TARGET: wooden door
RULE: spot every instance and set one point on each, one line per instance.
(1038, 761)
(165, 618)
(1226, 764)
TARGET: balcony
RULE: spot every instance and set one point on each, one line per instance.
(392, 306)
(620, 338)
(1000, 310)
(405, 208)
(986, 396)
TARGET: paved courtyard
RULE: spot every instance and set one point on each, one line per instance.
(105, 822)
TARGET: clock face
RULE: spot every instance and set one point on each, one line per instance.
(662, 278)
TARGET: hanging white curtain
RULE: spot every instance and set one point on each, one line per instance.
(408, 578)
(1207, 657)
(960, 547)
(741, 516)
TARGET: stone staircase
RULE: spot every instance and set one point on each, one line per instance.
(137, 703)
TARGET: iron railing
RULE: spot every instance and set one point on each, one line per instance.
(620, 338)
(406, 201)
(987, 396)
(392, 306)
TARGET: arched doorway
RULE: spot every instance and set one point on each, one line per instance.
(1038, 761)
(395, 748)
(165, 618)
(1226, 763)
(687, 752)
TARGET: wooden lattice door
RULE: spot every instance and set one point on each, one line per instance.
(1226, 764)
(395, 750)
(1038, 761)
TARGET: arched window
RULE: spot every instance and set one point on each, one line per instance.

* [ACTIVITY]:
Wherever the string "wooden" occurs in the records above, copy that line.

* [ANSWER SPACE]:
TARGET: wooden door
TARGET: wooden lattice door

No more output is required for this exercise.